Providing support in genome annotation within NBIS the GTF/GFF format is the main format I handle. I receive from customers file in GTF/GFF format coming from a broad range of sources. Even sometimes files from mixed sources (concatenated in the same file), or manually edited. The problem is that often those files do not follow the official specifications or even if they do, they are not even be sure to be compatible we the inputs expected by the tools.
The main idea was first to be able to parse all possible cases that can be met (I listed more than 30 cases). To my knowledge AGAT is the only one able to handle all of them.
The second idea was to be able to create a full standardised GFF3 file that could actually fit in any tool. Once again AGAT is the only one recreating fully the missing information:
missing features (gene, mRNA, tRNA, exon, UTRs, etc...)
missing attributes (ID, Parent).
and fixing wrong information:
identifier to be uniq.
feature location (e.g mRNA will be stretched if shorter than its exons).
remove duplicated features.
merge overlapping loci (if option activate because for prokaryote is not something we would like)
The third idea was to have a correct topological sorting output. The parent features must be mentioned before children features.
Finally, based on the abilities described previously I have developed a toolkit to perform different tasks. Some are originals, some are similar than what other tools could offer, but within AGAT they will always have the strength of the 3 first points.

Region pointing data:

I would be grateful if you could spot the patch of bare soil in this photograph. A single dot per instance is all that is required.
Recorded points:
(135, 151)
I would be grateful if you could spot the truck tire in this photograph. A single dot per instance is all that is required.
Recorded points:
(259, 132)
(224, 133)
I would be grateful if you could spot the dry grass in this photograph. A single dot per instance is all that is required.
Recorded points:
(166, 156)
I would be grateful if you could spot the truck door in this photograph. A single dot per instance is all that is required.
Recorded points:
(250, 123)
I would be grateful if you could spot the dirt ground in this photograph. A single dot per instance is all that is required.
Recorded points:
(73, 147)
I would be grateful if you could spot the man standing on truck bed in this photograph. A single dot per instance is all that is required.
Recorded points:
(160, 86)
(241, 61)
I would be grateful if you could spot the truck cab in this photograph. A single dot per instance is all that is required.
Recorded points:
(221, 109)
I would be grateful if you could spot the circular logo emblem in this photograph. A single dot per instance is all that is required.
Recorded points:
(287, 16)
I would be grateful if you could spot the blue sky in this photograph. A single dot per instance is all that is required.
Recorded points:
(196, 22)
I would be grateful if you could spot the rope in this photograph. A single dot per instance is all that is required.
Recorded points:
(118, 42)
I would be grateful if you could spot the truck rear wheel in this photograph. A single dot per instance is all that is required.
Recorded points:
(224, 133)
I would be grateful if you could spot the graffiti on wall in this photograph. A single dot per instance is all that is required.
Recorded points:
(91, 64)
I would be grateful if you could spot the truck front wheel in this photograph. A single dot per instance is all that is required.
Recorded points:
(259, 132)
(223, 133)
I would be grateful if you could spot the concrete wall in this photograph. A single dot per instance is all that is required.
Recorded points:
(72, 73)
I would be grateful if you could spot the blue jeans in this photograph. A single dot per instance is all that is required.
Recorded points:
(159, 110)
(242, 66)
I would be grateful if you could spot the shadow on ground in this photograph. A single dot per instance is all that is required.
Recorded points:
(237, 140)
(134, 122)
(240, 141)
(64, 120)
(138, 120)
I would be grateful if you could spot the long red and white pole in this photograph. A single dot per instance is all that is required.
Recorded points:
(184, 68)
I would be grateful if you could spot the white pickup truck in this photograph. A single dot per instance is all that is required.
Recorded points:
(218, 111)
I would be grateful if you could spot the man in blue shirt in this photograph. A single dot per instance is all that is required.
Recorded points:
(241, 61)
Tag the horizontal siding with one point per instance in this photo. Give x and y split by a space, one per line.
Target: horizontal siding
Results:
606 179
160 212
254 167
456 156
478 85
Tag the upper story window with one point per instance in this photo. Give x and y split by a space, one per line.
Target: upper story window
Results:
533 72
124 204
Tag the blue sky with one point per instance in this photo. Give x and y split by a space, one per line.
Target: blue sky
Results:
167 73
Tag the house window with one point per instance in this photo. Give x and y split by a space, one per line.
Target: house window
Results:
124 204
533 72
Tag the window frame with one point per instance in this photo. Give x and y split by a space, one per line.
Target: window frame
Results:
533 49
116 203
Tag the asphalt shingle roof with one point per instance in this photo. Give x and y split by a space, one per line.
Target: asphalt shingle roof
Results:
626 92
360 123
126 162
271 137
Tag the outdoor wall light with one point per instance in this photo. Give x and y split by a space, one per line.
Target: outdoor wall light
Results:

**Activities**
1. Which kinds of wrong information does the AGAT text say the tool fixes?
2. In the AGAT text, how many parsing cases did the author list?
3. Repeat everything in the AGAT text from "and fixing wrong" down to "we would like)".

**Responses in order**
1.
- Identifiers, made unique
- Feature location (e.g. an mRNA is stretched if shorter than its exons)
- Duplicated features, removed
- Overlapping loci, merged (if the option is activated)

2. More than 30 cases.

3.
and fixing wrong information:
identifier to be uniq.
feature location (e.g mRNA will be stretched if shorter than its exons).
remove duplicated features.
merge overlapping loci (if option activate because for prokaryote is not something we would like)